*TASK DETAILS*: Retype every one of the records below verbatim, with no changes of any kind.

-------- SUPPLIED INFORMATION

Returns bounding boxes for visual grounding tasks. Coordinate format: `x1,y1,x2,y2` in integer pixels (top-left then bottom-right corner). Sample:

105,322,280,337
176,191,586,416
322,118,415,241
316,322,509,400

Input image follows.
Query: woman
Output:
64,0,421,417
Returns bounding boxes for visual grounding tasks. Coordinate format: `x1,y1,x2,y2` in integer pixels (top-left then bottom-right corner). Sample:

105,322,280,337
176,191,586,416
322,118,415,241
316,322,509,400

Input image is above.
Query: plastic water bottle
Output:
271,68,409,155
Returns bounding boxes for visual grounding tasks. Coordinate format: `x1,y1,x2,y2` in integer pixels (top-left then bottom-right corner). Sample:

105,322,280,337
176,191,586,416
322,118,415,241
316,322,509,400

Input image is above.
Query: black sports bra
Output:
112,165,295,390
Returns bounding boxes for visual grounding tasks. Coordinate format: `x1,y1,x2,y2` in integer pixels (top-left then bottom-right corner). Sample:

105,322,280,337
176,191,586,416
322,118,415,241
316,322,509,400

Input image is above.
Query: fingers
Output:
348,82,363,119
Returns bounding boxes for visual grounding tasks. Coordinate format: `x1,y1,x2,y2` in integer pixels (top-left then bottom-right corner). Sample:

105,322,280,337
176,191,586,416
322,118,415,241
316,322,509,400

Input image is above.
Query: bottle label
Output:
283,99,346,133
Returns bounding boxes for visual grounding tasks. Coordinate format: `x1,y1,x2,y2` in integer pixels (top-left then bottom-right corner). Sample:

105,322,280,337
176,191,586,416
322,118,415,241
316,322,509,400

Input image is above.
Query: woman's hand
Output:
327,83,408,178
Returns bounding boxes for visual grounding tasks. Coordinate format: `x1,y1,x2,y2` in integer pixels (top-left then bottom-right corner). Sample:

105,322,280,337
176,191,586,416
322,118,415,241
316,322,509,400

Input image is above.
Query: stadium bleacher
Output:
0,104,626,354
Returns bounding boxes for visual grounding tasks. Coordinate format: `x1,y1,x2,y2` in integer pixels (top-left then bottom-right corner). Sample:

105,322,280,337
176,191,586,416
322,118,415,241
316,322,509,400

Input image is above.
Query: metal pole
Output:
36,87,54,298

----------------

*EXERCISE OUTPUT*:
Returns bounding boxes for visual grounding tasks. Coordinate format: `x1,y1,x2,y2` in integer pixels (top-left then bottom-right corner). Sample:

105,322,280,337
176,191,586,416
322,118,415,241
316,322,509,400

Input image follows.
Query: woman
Output:
64,0,421,417
Returns bounding boxes for visual grounding tasks. Coordinate format: `x1,y1,x2,y2` in integer pixels (top-left then bottom-right corner). Sample:

105,322,280,337
176,191,586,416
322,118,415,241
316,322,509,400

Input image is above.
Query: plastic water bottle
Output:
271,68,409,155
Returns bounding boxes for visual grounding tasks. Coordinate format: `x1,y1,x2,y2` in integer pixels (top-left then bottom-right corner). Sample:

105,322,280,337
176,191,586,416
322,118,415,241
316,322,509,400

Input image is above.
Query: black sports bra
Output:
112,165,295,390
Returns bounding boxes for visual grounding tasks. Coordinate format: `x1,y1,x2,y2` in integer pixels (top-left then bottom-right corner). Sample:

105,322,280,337
176,191,586,416
322,118,415,241
316,322,509,400

Input image is above.
Query: fingers
Output:
348,82,363,119
Returns bounding boxes for visual grounding tasks. Coordinate format: `x1,y1,x2,y2` in integer pixels (top-left then bottom-right corner). Sample:

105,322,280,337
176,191,586,416
322,118,415,241
316,322,509,400

Input image is above.
Query: bottle label
Output:
283,99,346,133
Returns bounding boxes for visual grounding tasks. Coordinate format: `x1,y1,x2,y2` in integer pixels (top-left then bottom-right corner). Sample:

105,322,280,337
176,191,586,416
322,118,415,241
316,322,509,400

Input image is above.
Query: woman's hand
Output:
327,83,408,178
Returns bounding boxes for visual grounding tasks. Coordinate format: `x1,y1,x2,y2` in integer pixels (top-left then bottom-right corner). Sample:

105,322,280,337
176,191,586,416
322,118,415,241
316,322,509,400

Input image is above.
Query: stadium bleacher
Output:
0,104,626,354
Returns bounding boxes for visual grounding tasks. Coordinate format: `x1,y1,x2,y2` in integer pixels (top-left then bottom-right corner). Sample:

105,322,280,337
176,191,586,416
322,118,415,241
316,322,509,400

Input image is above.
Query: metal pole
Output:
36,87,54,298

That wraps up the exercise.